--- START ---

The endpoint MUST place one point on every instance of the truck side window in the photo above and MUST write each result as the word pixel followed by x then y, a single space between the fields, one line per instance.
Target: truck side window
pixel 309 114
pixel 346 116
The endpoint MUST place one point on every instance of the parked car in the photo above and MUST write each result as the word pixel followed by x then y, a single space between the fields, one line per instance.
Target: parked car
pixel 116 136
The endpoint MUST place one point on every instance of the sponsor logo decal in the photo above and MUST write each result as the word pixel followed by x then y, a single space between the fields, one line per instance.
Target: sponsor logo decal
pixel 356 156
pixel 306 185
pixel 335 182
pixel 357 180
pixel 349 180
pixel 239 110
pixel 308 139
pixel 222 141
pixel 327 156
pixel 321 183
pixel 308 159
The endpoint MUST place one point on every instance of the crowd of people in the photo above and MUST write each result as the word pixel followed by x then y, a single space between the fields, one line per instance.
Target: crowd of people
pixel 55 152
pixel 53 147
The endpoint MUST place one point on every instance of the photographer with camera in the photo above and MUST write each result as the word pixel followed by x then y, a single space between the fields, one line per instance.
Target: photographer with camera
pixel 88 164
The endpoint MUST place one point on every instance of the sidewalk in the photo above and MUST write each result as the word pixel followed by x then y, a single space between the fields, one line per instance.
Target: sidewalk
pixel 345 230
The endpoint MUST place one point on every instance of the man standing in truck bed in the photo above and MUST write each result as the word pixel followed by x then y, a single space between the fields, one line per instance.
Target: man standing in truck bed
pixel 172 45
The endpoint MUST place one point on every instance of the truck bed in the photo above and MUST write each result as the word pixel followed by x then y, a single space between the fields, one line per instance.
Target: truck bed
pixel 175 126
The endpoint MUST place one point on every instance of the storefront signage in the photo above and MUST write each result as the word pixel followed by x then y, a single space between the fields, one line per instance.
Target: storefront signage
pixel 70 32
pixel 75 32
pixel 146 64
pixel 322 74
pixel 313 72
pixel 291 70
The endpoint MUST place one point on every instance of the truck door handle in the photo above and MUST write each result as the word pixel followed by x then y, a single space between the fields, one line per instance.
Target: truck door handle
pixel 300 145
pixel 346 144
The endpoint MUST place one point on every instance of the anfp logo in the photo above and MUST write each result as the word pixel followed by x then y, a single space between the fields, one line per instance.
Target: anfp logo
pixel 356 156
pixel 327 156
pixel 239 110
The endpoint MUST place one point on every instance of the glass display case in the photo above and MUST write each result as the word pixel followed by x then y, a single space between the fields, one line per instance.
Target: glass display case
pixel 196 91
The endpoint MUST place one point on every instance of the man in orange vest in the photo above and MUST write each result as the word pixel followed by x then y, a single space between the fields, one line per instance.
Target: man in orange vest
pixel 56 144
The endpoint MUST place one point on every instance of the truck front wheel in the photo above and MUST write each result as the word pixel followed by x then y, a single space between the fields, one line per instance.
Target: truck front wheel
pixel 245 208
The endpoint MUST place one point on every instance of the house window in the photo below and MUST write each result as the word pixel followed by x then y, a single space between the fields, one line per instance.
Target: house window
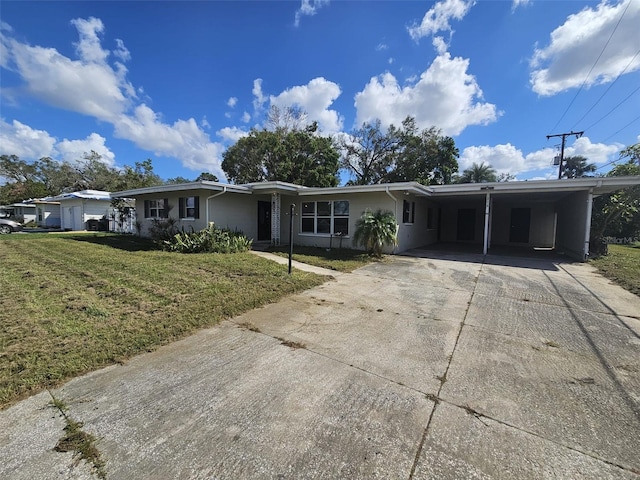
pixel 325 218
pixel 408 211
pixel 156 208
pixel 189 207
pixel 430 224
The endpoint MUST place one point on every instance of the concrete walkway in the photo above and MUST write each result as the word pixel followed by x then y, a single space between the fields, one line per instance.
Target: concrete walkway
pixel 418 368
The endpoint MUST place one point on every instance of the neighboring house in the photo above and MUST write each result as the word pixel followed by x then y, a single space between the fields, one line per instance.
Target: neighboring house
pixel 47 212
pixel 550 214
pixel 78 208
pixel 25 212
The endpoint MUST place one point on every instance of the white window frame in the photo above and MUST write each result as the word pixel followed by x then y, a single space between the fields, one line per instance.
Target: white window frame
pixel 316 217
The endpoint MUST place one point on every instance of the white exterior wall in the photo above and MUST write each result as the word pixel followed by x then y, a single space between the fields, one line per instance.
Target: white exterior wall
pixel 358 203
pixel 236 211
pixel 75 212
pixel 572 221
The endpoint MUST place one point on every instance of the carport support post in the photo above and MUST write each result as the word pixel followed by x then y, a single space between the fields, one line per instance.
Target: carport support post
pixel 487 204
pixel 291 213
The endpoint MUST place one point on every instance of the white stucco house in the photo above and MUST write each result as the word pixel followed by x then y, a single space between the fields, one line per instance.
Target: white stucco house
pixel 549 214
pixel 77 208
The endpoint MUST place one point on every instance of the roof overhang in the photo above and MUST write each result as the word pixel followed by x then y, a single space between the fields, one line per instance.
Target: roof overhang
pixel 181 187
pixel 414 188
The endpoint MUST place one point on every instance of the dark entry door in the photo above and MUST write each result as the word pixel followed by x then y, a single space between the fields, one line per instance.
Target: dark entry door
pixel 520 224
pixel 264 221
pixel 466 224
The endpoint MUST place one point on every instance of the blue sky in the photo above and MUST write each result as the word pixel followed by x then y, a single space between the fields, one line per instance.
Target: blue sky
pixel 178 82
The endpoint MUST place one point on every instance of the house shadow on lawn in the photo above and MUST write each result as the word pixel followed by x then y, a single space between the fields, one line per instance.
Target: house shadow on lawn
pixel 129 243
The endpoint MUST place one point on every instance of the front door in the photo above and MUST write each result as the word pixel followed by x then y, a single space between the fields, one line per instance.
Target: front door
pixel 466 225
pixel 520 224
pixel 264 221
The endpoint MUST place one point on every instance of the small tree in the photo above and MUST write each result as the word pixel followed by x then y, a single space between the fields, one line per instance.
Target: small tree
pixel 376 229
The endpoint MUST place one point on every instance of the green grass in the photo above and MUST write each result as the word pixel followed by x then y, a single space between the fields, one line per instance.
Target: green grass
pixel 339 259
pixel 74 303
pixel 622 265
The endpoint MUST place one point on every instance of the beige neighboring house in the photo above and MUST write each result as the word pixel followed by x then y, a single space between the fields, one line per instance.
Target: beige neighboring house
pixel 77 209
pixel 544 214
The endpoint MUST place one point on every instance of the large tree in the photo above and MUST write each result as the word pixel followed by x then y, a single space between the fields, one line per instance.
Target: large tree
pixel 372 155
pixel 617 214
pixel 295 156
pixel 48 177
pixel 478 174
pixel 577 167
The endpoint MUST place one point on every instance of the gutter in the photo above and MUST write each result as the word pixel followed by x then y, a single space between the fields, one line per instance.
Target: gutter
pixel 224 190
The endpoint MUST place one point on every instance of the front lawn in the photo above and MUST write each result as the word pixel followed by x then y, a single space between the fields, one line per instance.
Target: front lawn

--- END ---

| Directions |
Copy the listing exactly but drop its images.

| Answer to this problem |
The endpoint MUST place one point on every instance of the truck side window in the photo above and MUST write each result as the word pixel followed by x then y, a single space between the fields, one line per instance.
Target: truck side window
pixel 309 114
pixel 346 116
The endpoint MUST place one point on every instance of the parked car in the photo above and MUST write each result as the word pixel followed by x then y, a single space between the fields, one line per instance.
Target: parked car
pixel 116 136
The endpoint MUST place one point on every instance of the sponsor logo decal in the photo above and MUST write each result as the word pixel followed by x then y, a single space between the fields, one line per instance.
Target: sponsor logo decal
pixel 356 156
pixel 306 185
pixel 335 182
pixel 357 180
pixel 349 180
pixel 239 110
pixel 308 139
pixel 222 141
pixel 327 156
pixel 321 183
pixel 308 159
The endpoint MUST place one point on every instance of the crowd of people in the photo above and MUST write each result as the word pixel followed by x then y, a single space between the fields, one line per instance.
Target: crowd of people
pixel 55 152
pixel 53 147
The endpoint MUST place one point on every instance of the photographer with camera in the photo above and MUST write each result as the word pixel followed by x then y, a single space between the fields, one line per instance.
Target: photographer with camera
pixel 88 164
The endpoint MUST place one point on every instance of the sidewalk in the photo above and MUST write each result as the word pixel followed by x then y, a single space between the fields, one line per instance.
Target: sidewalk
pixel 345 230
The endpoint MUST place one point on every instance of the man standing in truck bed in the photo above and MUST write each result as the word pixel followed by x then y, a single space between the fields, one line per instance.
Target: man standing in truck bed
pixel 172 45
The endpoint MUST place one point on every instance of the truck bed in the photo above and MUST write each result as the word pixel followed by x then y, a single space between the fields, one line per instance.
Target: truck bed
pixel 175 126
The endpoint MUST place one point on every instance of the storefront signage in the photo above and MUST write each result as the word pixel followed by x then y, a single space between the fields, one line per instance.
Target: storefront signage
pixel 70 32
pixel 75 32
pixel 146 64
pixel 322 74
pixel 313 72
pixel 291 70
The endpoint MUST place one point on every instance of the truck door handle in the photo above and MUST write each result as the word pixel followed by x then y, a single space between the fields, one line per instance.
Target: truck door handle
pixel 300 145
pixel 346 144
The endpoint MUST place one point on every instance of the anfp logo in the photo above and MUST write each result as the word pixel followed by x then y, a single space between the fields, one line per instance.
Target: anfp logo
pixel 356 156
pixel 327 156
pixel 239 110
The endpoint MUST place one point on every instance of the glass display case in the photo above and MUST write each result as the word pixel followed by x then y, a single space between the fields, one line per instance.
Target: glass display case
pixel 196 91
The endpoint MUST place one point on every instance of the man in orange vest in the photo above and MUST write each result as the word pixel followed by x then y, a single space between the fields, one line per instance.
Target: man in orange vest
pixel 56 144
The endpoint MUST place one point on every instance of the truck front wheel in the photo above and MUST write each result as the word pixel followed by x then y, a single space between the fields, one line per instance.
Target: truck front wheel
pixel 245 208
The endpoint MUST place one point on every instance of the house window in the photo below and MUST write each result as the word pixel followed by x then y, a single space between the fields, one line per instance.
Target: house window
pixel 325 218
pixel 408 211
pixel 156 208
pixel 189 207
pixel 430 224
The endpoint MUST place one point on every instance of the concrete walkway in the photo above and MUST write each result as the word pixel followed by x then y, a single space between the fields, one line per instance.
Target: concrete walkway
pixel 418 368
The endpoint MUST place one point on every instance of the neighboring house in the photo above and MUST write each result as the word pixel followed by x then y, a single space between the fields, one line per instance.
Target: neighboring house
pixel 47 212
pixel 550 214
pixel 78 208
pixel 25 212
The endpoint MUST place one point on every instance of the white window frame in the photo above and MUST write each result as the word pixel followed by x then y, a single space between the fields, one line per instance.
Target: white window frame
pixel 316 217
The endpoint MUST place one point on every instance of the white exterior wall in the photo above and MUST write each result as the word pixel followed by x then y, a single space between the fields, one line per instance.
Target: white exterior wall
pixel 358 203
pixel 236 211
pixel 75 212
pixel 572 221
The endpoint MUST place one point on every instance of the carport support post in the photo above and MUST write each result as the word pixel followed by x then y, a single space between the fields, one line per instance.
Target: carport support post
pixel 487 204
pixel 291 213
The endpoint MUST place one point on every instance of the white stucco house in the photo above and MUST write each result as the word pixel followed by x then y, a single space between the fields, one line per instance.
Target: white stucco house
pixel 549 214
pixel 77 208
The endpoint MUST place one point on every instance of the roof overhang in the photo above and MUST write each result as the word pixel followed by x then y, a single space between the fields, one line per instance.
Target: roof overhang
pixel 181 187
pixel 414 188
The endpoint MUST place one point on every instance of the dark entry door in the photo above and MUST write each result as the word pixel followed by x then y, a single space between the fields, one line per instance.
Target: dark entry door
pixel 520 224
pixel 264 221
pixel 466 224
The endpoint MUST place one point on every instance of the blue sky in the photo above and MUST write each result as the word pixel followed by x then y, a single space between the fields, one line per instance.
Target: blue sky
pixel 178 82
The endpoint MUST place one point on every instance of the house shadow on lawn in the photo above and MUST write each result as the word pixel followed by x then y, a single space between the fields, one line per instance.
Target: house shadow on lawn
pixel 129 243
The endpoint MUST place one point on every instance of the front door in the photo above and MUST write each result as the word pixel followed by x then y, a single space between the fields, one line per instance.
Target: front door
pixel 466 225
pixel 520 224
pixel 264 221
The endpoint MUST place one point on every instance of the small tree in the photo above and MUST write each result as the word pixel followed by x then y, a single space between the fields, one line per instance.
Target: small tree
pixel 376 229
The endpoint MUST place one point on every instance of the green grass in the photo above and MUST write each result as the word pixel followed by x then y, a single space between the fields, one line per instance.
Target: green grass
pixel 339 259
pixel 74 303
pixel 622 265
The endpoint MUST place one point on every instance of the beige neighboring house in the photo above and MUST write each result as the word pixel followed by x then y, a single space between the fields, one line per instance.
Target: beige neighboring house
pixel 77 209
pixel 544 214
The endpoint MUST place one point on every instance of the large tree in the photo above and MUST write each result as the word pixel followed by x then y, a single space between the fields, one line per instance.
Target: large tree
pixel 372 155
pixel 617 214
pixel 295 156
pixel 48 177
pixel 478 174
pixel 577 167
The endpoint MUST place one point on every instance of the gutter in the photo above and MUST write each result as the word pixel followed by x then y, a single space between the fields, one line per instance.
Target: gutter
pixel 224 190
The endpoint MUST place one point on every instance of the front lawn in the photo above and MUST write each result as the word pixel followed by x then y, a single space between the fields, one line per instance.
Target: front lawn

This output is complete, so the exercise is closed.